[Requirement]
Starting at the line that holds "the white ceiling", transcribe every line to the end of the data exactly; include no other lines.

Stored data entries

....

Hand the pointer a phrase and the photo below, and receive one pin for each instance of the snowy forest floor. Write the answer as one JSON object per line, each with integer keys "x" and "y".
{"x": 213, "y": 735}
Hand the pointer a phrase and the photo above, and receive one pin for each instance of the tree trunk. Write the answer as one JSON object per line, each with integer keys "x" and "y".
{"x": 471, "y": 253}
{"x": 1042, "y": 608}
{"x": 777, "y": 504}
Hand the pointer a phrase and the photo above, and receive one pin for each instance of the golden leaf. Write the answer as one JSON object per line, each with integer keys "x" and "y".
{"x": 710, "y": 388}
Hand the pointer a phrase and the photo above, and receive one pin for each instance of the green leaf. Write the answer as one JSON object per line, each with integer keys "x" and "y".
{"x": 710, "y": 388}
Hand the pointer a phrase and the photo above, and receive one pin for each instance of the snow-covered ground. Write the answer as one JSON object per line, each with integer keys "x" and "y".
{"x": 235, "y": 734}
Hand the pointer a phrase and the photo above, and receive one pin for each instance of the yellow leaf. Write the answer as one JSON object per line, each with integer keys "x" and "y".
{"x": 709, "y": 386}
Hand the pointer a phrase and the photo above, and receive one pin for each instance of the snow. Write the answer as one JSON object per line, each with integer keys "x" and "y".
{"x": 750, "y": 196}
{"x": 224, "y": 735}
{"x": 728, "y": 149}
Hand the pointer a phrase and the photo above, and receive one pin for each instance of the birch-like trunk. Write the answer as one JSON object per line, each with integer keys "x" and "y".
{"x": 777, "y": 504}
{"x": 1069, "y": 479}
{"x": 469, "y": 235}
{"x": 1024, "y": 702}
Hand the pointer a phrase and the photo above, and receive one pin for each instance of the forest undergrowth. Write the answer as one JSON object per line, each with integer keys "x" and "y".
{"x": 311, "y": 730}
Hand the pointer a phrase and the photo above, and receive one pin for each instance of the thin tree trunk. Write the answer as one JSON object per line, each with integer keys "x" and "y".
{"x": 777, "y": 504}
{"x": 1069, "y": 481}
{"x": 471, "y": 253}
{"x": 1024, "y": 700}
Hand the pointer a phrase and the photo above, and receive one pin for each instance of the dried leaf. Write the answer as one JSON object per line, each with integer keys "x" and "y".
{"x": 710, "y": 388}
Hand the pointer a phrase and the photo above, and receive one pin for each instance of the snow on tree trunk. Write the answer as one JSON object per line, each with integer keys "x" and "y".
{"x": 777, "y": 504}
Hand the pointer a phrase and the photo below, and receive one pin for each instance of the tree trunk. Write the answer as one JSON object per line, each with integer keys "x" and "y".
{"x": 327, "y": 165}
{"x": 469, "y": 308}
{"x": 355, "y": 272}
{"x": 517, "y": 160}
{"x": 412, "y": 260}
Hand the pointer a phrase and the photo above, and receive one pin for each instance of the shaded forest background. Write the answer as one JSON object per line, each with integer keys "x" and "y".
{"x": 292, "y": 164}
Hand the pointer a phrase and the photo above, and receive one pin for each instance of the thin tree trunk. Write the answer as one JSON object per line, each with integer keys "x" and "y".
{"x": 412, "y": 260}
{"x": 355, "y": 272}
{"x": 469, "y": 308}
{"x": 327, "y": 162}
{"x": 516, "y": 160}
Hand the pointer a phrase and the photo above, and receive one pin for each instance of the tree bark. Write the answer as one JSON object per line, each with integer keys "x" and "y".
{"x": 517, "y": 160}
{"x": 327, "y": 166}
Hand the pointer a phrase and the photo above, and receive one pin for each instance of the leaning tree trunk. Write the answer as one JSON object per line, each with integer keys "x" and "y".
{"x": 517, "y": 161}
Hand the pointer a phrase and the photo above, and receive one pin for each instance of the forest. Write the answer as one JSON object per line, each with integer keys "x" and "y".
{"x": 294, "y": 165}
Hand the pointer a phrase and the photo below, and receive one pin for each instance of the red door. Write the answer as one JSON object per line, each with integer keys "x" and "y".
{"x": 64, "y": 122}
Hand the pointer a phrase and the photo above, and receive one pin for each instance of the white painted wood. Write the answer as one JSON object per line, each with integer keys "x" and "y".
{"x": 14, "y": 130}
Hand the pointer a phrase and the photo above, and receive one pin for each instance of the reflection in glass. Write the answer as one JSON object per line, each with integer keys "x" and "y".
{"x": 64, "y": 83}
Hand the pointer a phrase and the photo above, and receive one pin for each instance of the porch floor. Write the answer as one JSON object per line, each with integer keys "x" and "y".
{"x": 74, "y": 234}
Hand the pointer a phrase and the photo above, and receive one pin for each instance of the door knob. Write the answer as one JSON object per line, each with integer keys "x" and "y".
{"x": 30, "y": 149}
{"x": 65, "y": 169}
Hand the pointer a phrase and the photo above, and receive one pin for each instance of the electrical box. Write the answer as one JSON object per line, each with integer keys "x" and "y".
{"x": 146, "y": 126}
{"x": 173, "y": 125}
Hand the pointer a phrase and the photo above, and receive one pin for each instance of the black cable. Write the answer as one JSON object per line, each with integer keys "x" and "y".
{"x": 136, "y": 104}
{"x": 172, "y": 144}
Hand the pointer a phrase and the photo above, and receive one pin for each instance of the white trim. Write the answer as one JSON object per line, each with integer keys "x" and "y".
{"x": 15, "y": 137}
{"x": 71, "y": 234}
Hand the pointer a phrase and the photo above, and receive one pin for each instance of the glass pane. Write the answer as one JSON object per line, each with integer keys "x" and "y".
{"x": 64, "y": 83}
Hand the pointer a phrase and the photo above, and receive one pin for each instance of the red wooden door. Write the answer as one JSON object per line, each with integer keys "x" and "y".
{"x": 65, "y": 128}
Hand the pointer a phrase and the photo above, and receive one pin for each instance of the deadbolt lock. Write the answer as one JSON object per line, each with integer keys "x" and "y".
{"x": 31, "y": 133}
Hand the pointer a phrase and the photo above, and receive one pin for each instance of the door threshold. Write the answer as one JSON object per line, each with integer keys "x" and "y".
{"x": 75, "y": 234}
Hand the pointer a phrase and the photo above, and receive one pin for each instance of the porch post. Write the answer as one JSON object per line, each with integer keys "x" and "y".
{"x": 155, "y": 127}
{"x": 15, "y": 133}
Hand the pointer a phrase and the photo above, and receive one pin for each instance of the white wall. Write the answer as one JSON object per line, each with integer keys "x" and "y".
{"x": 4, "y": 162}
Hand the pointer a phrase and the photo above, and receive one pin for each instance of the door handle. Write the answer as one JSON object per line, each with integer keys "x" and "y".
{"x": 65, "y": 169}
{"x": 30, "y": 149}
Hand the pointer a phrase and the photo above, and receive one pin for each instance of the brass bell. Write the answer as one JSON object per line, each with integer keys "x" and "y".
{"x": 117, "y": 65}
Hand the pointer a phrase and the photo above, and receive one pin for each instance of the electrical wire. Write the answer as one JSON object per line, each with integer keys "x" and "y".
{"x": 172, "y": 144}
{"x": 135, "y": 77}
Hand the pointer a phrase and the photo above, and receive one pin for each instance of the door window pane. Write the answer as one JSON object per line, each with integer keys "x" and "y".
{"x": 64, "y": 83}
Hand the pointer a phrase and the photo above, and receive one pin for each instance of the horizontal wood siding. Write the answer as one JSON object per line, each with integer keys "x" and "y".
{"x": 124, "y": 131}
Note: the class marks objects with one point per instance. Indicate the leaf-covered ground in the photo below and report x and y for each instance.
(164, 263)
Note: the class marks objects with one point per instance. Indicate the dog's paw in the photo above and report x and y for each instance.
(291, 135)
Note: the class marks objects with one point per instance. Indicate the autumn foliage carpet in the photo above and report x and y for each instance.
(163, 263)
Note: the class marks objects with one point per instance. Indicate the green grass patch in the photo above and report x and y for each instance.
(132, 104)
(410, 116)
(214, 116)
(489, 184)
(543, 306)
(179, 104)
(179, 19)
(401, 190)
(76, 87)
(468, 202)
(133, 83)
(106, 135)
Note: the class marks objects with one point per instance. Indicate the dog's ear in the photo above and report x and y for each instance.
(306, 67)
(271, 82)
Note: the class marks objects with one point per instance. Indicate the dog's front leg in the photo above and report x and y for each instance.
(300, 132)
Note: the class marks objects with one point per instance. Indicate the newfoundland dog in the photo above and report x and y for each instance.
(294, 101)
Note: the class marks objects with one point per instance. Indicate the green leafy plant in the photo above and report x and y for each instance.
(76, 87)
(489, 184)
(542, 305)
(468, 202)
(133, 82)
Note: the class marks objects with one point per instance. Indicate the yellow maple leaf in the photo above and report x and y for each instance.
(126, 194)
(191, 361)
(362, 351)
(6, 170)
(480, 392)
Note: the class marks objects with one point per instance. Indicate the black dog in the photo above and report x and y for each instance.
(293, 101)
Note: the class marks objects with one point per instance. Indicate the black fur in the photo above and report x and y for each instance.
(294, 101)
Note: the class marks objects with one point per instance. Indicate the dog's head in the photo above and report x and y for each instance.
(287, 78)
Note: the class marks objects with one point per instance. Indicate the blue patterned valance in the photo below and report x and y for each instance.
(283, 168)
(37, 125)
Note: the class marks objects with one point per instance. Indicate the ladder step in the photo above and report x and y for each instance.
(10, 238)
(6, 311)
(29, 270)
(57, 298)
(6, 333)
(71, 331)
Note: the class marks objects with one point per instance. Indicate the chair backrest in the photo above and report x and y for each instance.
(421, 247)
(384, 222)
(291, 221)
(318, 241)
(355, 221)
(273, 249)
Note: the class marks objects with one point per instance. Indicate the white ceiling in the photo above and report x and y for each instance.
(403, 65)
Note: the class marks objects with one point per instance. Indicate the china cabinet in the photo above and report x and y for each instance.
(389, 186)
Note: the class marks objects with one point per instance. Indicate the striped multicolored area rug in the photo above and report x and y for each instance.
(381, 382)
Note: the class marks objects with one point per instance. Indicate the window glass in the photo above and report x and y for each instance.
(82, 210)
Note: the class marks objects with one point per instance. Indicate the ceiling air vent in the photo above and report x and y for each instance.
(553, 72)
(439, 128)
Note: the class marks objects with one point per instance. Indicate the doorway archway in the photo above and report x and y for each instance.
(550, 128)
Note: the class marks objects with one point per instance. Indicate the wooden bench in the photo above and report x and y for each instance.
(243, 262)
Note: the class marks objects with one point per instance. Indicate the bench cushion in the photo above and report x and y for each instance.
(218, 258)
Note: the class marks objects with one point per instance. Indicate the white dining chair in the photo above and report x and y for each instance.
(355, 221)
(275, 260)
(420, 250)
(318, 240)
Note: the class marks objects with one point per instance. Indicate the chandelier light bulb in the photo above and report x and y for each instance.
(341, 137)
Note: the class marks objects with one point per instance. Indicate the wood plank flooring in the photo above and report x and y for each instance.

....

[Expected output]
Note: the class marks objects with one point per instance. Indicate the white ceiling in the photo above and report x and y for each instance.
(403, 65)
Note: the class marks objects with one point per instance. Indicate the china cabinet in the photo above and report x and y for each instance.
(389, 186)
Note: the class marks objects with one point per instance. Indicate the striped multicolored area rug in the photo above and report x and y for each instance.
(381, 382)
Note: the class marks objects with one point per instance. Indicate the window glass in the photo above and report x and y for each instance.
(82, 210)
Note: the class marks objects with one point per instance. Indicate the ceiling air vent in the photo above and report x and y for each instance.
(553, 72)
(439, 128)
Note: the class marks objects with one point per instance. Indicate the doorway archway in the photo above and report x and y for each instance.
(550, 128)
Note: the class marks objects with one point per instance. Indicate the wooden bench in the photo above and report x and y for each instance.
(243, 262)
Note: the class marks objects with one point per instance. Indicate the bench cushion in the photo above and report x and y for each instance.
(218, 258)
Note: the class marks objects with one point per instance. Indicate the white dining chair in the photo above and report x and y for each instance.
(355, 221)
(275, 260)
(420, 250)
(318, 240)
Note: the class marks objects with one point per instance. Indicate the chandelier light bulb in the photo above and report x and y for each instance.
(341, 137)
Note: the class marks objects with one point per instance. Indicate the wood plank flooring in the photo above and report x and y for each instance.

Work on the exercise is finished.